Learning addition up to 100 is a breeze with iGetMath: Addition. Three levels of game play give as much (or as little) direction as a student needs to complete each equation. iGetMath: Addition’s easy to use interface allows students to work and learn independently. This app is great for extra help at home with kindergarten and first grade addition and is also a fun center for the classroom. Fun music and sound effects make this an engaging app for any child, at school, home, or on the go! Students will not realize they are solving equation after equation because it is so much fun! iGetMath: Addition is simple, easy to use, and will give your students the foundation they need to become brilliant mathematicians.
Three levels of game play (all are on by default, but can be turned off in settings):
Easy + Common Core: Students create equations and learn the parts of each equation through 30 common core based quests. Hoot the owl gives students tasks like “Count all of the blocks under the first addend”, and “Touch the sum” to help them learn the parts of the equation. The easy level is discovery based, so students do not need to get the “right answer” in order to continue.

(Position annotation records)
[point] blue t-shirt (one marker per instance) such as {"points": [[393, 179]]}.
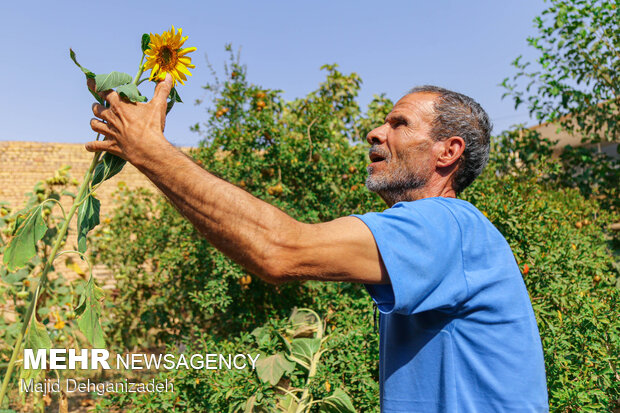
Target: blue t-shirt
{"points": [[457, 329]]}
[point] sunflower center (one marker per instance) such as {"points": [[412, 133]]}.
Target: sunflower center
{"points": [[166, 55]]}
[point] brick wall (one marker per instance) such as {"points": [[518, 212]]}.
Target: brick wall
{"points": [[23, 164]]}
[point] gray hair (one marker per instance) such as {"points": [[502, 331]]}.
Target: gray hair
{"points": [[460, 115]]}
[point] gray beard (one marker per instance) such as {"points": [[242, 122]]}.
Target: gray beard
{"points": [[399, 186]]}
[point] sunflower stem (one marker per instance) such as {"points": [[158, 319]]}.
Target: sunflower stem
{"points": [[82, 193], [136, 80]]}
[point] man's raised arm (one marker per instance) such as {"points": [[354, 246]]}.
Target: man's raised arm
{"points": [[258, 236]]}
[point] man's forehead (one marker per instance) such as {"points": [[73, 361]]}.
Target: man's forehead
{"points": [[419, 104]]}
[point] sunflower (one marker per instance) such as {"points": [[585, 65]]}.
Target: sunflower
{"points": [[165, 55]]}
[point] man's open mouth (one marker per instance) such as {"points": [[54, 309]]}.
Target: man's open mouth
{"points": [[376, 156]]}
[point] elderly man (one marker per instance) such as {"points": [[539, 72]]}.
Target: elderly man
{"points": [[458, 333]]}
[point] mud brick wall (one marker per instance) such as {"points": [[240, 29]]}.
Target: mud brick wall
{"points": [[23, 164]]}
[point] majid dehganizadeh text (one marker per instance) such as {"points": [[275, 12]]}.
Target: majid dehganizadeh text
{"points": [[93, 359]]}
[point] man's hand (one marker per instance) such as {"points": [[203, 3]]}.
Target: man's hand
{"points": [[131, 129], [260, 237]]}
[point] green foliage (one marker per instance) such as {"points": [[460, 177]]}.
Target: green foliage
{"points": [[574, 84], [88, 313], [578, 43], [88, 218], [23, 245], [110, 165], [111, 80], [36, 338], [305, 157]]}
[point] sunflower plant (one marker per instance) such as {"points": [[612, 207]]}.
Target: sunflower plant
{"points": [[161, 54]]}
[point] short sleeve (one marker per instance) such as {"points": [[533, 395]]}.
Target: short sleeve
{"points": [[420, 245]]}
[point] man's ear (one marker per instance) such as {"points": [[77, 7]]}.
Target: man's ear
{"points": [[450, 151]]}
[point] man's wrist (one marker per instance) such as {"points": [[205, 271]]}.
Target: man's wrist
{"points": [[151, 152]]}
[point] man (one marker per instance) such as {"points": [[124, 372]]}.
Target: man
{"points": [[458, 333]]}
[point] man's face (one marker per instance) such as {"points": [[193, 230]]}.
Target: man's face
{"points": [[401, 156]]}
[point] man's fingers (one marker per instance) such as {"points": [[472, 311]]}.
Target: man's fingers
{"points": [[90, 82], [103, 128], [104, 113], [162, 90]]}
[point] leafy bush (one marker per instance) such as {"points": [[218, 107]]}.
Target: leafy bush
{"points": [[303, 156]]}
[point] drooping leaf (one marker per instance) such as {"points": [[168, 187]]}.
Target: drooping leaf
{"points": [[305, 347], [111, 80], [146, 39], [173, 97], [130, 92], [110, 165], [287, 403], [23, 246], [36, 338], [89, 313], [88, 73], [338, 402], [88, 218], [272, 368], [14, 277]]}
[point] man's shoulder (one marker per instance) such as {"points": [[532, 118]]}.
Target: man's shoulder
{"points": [[436, 206]]}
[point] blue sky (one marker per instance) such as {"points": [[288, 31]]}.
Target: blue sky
{"points": [[462, 45]]}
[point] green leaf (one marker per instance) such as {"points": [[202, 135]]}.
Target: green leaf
{"points": [[14, 277], [146, 39], [173, 98], [305, 347], [88, 73], [89, 313], [23, 246], [111, 80], [262, 335], [88, 218], [272, 368], [36, 338], [131, 92], [338, 402], [110, 165]]}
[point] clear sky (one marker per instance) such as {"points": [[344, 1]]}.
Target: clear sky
{"points": [[462, 45]]}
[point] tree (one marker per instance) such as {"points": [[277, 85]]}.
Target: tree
{"points": [[574, 80]]}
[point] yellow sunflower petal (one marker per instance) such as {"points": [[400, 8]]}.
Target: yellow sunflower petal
{"points": [[186, 51], [181, 68]]}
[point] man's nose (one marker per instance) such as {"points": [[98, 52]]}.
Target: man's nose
{"points": [[377, 135]]}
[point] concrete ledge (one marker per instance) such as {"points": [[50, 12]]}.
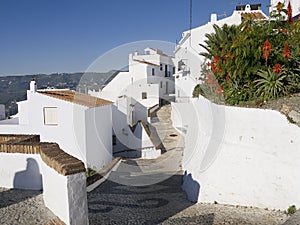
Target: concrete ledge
{"points": [[50, 153], [103, 174]]}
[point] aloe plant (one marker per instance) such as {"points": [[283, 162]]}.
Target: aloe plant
{"points": [[270, 85]]}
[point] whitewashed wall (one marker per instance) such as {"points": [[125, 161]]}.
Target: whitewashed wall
{"points": [[21, 171], [71, 131], [294, 3], [240, 156], [65, 196], [2, 112], [99, 135]]}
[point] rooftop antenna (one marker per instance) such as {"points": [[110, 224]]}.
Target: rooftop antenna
{"points": [[222, 15], [191, 14], [236, 3], [191, 19]]}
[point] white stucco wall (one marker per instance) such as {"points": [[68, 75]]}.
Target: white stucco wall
{"points": [[240, 156], [65, 196], [21, 171], [294, 3], [55, 193], [99, 135], [188, 51], [71, 132]]}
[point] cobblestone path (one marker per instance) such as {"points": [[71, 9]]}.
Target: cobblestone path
{"points": [[149, 192]]}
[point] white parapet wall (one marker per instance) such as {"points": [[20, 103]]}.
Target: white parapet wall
{"points": [[27, 164], [239, 156]]}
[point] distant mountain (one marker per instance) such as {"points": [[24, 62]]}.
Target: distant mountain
{"points": [[13, 88]]}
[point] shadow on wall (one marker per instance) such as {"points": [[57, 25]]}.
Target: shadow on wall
{"points": [[11, 196], [29, 179], [191, 187]]}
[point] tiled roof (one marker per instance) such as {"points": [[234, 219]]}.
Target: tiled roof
{"points": [[50, 153], [253, 16], [75, 97]]}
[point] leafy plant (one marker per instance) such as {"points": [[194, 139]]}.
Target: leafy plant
{"points": [[254, 61], [270, 85], [291, 210]]}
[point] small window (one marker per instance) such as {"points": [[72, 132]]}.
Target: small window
{"points": [[114, 140], [50, 116], [144, 95]]}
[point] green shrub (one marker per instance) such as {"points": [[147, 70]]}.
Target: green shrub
{"points": [[291, 210]]}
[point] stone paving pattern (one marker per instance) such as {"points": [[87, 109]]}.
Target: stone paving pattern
{"points": [[123, 199], [126, 199]]}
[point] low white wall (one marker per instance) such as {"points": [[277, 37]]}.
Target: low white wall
{"points": [[239, 156], [98, 123], [65, 196], [2, 112], [21, 171]]}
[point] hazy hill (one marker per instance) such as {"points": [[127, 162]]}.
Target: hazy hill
{"points": [[13, 88]]}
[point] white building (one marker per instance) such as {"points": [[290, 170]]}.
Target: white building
{"points": [[187, 59], [132, 137], [149, 79], [79, 123], [2, 112], [294, 3]]}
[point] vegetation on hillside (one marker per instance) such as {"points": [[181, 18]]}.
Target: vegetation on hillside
{"points": [[254, 61], [13, 88]]}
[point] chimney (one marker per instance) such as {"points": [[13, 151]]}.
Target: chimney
{"points": [[33, 86], [213, 18]]}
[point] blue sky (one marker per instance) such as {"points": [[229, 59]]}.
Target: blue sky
{"points": [[44, 36]]}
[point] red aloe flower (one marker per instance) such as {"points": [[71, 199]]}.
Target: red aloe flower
{"points": [[219, 90], [279, 7], [267, 49], [290, 12], [286, 51], [277, 68], [216, 59]]}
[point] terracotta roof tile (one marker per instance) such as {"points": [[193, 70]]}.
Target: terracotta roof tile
{"points": [[75, 97]]}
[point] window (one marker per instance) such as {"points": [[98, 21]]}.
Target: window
{"points": [[50, 116], [144, 95]]}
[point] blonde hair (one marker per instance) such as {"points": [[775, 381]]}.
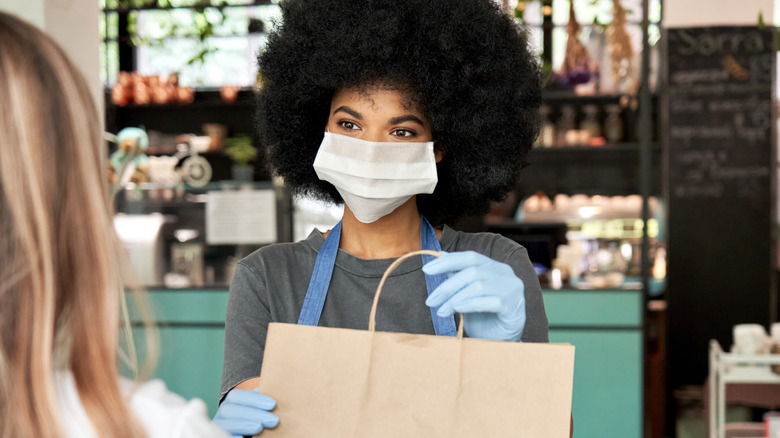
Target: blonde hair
{"points": [[60, 284]]}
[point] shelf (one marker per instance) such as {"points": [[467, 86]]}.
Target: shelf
{"points": [[125, 9], [751, 374], [601, 170], [208, 107]]}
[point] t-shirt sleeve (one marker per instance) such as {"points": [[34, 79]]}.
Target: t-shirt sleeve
{"points": [[536, 326], [246, 326]]}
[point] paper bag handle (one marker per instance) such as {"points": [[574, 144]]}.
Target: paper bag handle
{"points": [[391, 268]]}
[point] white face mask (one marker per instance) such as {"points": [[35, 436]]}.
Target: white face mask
{"points": [[375, 178]]}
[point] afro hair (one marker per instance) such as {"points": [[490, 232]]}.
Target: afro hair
{"points": [[466, 64]]}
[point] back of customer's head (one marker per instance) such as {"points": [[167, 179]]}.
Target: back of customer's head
{"points": [[59, 283]]}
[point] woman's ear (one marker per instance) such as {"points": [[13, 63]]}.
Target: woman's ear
{"points": [[439, 152]]}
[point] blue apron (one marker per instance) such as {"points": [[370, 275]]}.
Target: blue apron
{"points": [[326, 261]]}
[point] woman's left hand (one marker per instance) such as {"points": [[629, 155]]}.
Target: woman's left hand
{"points": [[488, 294]]}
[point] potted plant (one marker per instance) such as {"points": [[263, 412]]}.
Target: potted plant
{"points": [[241, 151]]}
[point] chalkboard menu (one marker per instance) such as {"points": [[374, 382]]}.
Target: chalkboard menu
{"points": [[720, 162]]}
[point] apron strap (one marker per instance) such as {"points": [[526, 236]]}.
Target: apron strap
{"points": [[428, 240], [320, 279], [314, 301]]}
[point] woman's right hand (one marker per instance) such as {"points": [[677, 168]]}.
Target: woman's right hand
{"points": [[246, 413]]}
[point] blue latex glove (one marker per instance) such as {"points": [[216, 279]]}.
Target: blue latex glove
{"points": [[488, 294], [246, 413]]}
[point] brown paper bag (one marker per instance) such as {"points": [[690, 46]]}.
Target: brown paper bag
{"points": [[344, 383]]}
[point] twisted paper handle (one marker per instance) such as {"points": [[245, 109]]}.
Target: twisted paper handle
{"points": [[391, 268]]}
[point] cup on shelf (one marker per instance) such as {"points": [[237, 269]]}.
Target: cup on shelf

**Given request**
Using the app description, explain why students at the easy level can keep going without getting the right answer.

**Complete response**
The easy level is discovery based. Because of that, students do not need to get the "right answer" in order to continue.